### O QUE SE PEDE
1) Diga se cada afirmação confere com a crítica do filme Joaquim, respondendo sim ou não e citando as palavras do texto que decidem: (a) Joaquim é tenente em uma fazenda do interior de Minas Gerais; (b) Joaquim consegue comprar Preta de seu dono; (c) o filme foi escrito e dirigido por Marcelo Gomes.
2) Escreva o que vem depois do último trecho da crítica do filme Joaquim, seguindo a partir da frase final.

### TRECHO DO TEXTO

__________________________________________________

Joaquim é um filme escrito e dirigido por Marcelo Gomes (Cinema, Aspirinas e Urubus; Viajo Porque Preciso, Volto Porque Te Amo) que acompanha Joaquim José da Silva Xavier antes da inconfidência mineira. Mostra os motivos e acontecimentos que gradualmente o conscientizaram e fizeram se interessar pelas questões político-sociais da nação.
Joaquim (Júlio Machado) é tenente em uma fazenda do interior de Minas Gerais, cuja função é lidar com os contrabandistas de ouro que tem rotas pela floresta da região, junto com os companheiros de trabalho Januário (Rômulo Braga), Matias (Nuno Lopes) e outros. Os interesses iniciais de todos se baseiam em subir de posto na hierarquia. Passando-se no Brasil do século XVIII, o local logicamente apresenta escravos, entre eles dois que Joaquim apresenta certo afeto. João (Welket Bungué) e Preta (Isabél Zuaa); com o primeiro o companheirismo, e com a segunda o que pode ser percebido como uma relação amorosa (é necessário estar ciente da realidade étnica em que essas relações se desenvolvem, Joaquim branco e os outros dois negros). Preta demanda que Joaquim a compre de seu dono, abusador e superior do futuro Tiradentes, mas ao perceber que ele não vai conseguir tão logo, ela decide fugir. Isso e os desejos da coroa portuguesa fazem Joaquim e seu grupo, juntos do indígena Inhambupé (Karay Rya Pua), desbravarem territórios inexplorados em busca de ouro e Preta.
Machado não constrói um personagem comum. Age de forma bruta e prática, exatamente como alguém com suas vivências faria. Apresenta ambição, que é o principal ponto de seu arco narrativo. Já Zuaa atinge profundamente tanto Joaquim como o público, ainda que com uma participação pequena como uma personagem intensa e consciente de sua posição social. A personagem de Preta pode, inclusive, ser percebida como inspiração para Tiradentes. Os Quilombos foram, afinal, as principais e manifestações contra a coroa portuguesa. E é nisso que Joaquim mais acerta. Ao compor a realidade e personalidades de forma que as valorize. Outro exemplo disso se dá comunicação entre João e Inhambupé em uma poderosa cena musical; há a criação em tela de um Brasil multicultural, plural em sua realidade.

__________________________________________________

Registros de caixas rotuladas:

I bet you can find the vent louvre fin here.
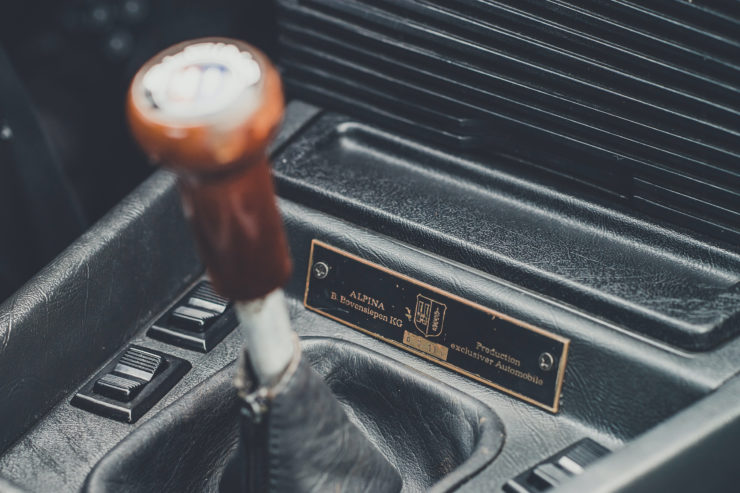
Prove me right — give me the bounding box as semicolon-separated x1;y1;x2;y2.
279;0;740;244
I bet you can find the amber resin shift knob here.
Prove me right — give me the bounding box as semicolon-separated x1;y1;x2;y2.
127;38;291;301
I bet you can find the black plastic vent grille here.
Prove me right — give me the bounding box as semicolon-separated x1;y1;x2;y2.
279;0;740;244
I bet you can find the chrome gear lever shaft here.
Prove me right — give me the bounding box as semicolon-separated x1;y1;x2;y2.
128;38;402;493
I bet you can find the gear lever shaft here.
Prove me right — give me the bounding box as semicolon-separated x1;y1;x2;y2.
128;38;402;493
128;39;293;384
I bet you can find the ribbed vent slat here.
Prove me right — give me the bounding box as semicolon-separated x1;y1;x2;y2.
279;0;740;243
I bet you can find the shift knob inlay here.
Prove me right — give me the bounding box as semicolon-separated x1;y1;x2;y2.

__________________________________________________

### RESPOSTAS
1)
(a) Sim: "Joaquim (Júlio Machado) é tenente em uma fazenda do interior de Minas Gerais"
(b) Não: "mas ao perceber que ele não vai conseguir tão logo, ela decide fugir"
(c) Sim: "Joaquim é um filme escrito e dirigido por Marcelo Gomes"

2)
Marcelo Gomes trabalha para por em tela uma estética naturalista. A escolha acarreta em uma profunda imersão. A câmera na mão pelo interior de Minas Gerais, luz natural do sol ou lampiões, cores envelhecidas, roupas e ambientes sujos, conversas breves e cotidianas. Tudo se alinha e imprime um verossímil conceito de século XVII que se mantém pelas duas horas. Nessa coerência há uma quebra pelo terço final da obra, pois o ritmo é a narrativa tomam uma identidade súbita e apressada que não dialoga de forma orgânica com o resto do filme.
Antes de ser um mártir, Joaquim era um homem quebrado e cheio de defeitos, desejos. Marcelo Gomes humaniza a figura heroica de Tiradentes em prol da universalização. Joaquim se torna, então, qualquer um no cotidiano da realidade brasileira dominada pela coroa portuguesa. Uma nação de diferentes grupos sociais, diferentes interesses, mas se não são da aristocracia, ainda são o povo, e nele se mantém o local da gênese de conscientização política. Uma evolução que se faz enquanto em um emaranhado de relações de opressão complexas que perduram até o século XXI.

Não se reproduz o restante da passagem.